**Supplied passage:**
━━━━━━━━━━

Here’s what our host Noble Harris has to offer (and say).
- Traditional: equal-parts gin, vermouth rosso, and Campari
- Tropical: a “threesome” of Solera rum, white rum, and aged rum, combined with coconut fat-washed Campari and banana liqueur. “The fun part comes from the coconut-fat washed Campari. It makes the Campari semi-sweet and a little less harsh in bitterness with the fatty flavor.”
- Mexican Coffee: a maturation of mezcal, coffee-infused Cynar, and Campari. “While Cynar and coffee are both normally bitter ingredients, they play together to feel slightly sweeter. The coffee-infused Cynar is really easy to make at home and just involves leaving about 8 oz. of coffee beans in a bottle of Cynar, soaking overnight.”
- Blended Fruity: “fruit of the day” (like blood orange or pomegranate) plus Tequila, ‘lil’ lime juice, and agave sweetener. “It’s insanely easy to throw chopped-up fruit, lime, sugar, [pebble] ice, and booze into a big blender and then walk away to host a party.”
- Hemingway (that’s with maraschino liqueur and grapefruit juice)

━━━━━━━━━━

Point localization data
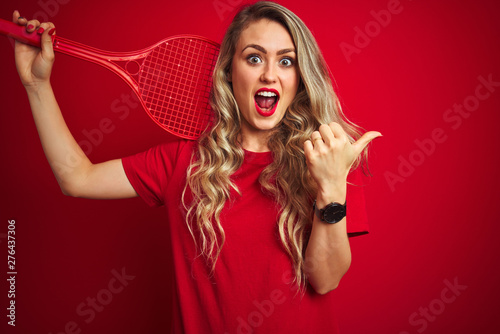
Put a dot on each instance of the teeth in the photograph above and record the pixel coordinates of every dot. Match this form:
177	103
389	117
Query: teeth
266	94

━━━━━━━━━━

**Required action A:**
Print the stretch of the cocktail passage from "- Mexican Coffee: a" through "and grapefruit juice)".
**Required action B:**
State whether each statement below agrees with the cocktail passage, answering yes or no and quoting the deciding words: (i) The Traditional version uses more gin than Campari. (ii) The Campari in the Tropical version is washed with coconut fat. (iii) Making the coffee-infused Cynar involves soaking coffee beans in Cynar overnight.

**Written response A:**
- Mexican Coffee: a maturation of mezcal, coffee-infused Cynar, and Campari. “While Cynar and coffee are both normally bitter ingredients, they play together to feel slightly sweeter. The coffee-infused Cynar is really easy to make at home and just involves leaving about 8 oz. of coffee beans in a bottle of Cynar, soaking overnight.”
- Blended Fruity: “fruit of the day” (like blood orange or pomegranate) plus Tequila, ‘lil’ lime juice, and agave sweetener. “It’s insanely easy to throw chopped-up fruit, lime, sugar, [pebble] ice, and booze into a big blender and then walk away to host a party.”
- Hemingway (that’s with maraschino liqueur and grapefruit juice)

**Written response B:**
(i) No: "equal-parts gin, vermouth rosso, and Campari"
(ii) Yes: "coconut fat-washed Campari"
(iii) Yes: "leaving about 8 oz. of coffee beans in a bottle of Cynar, soaking overnight"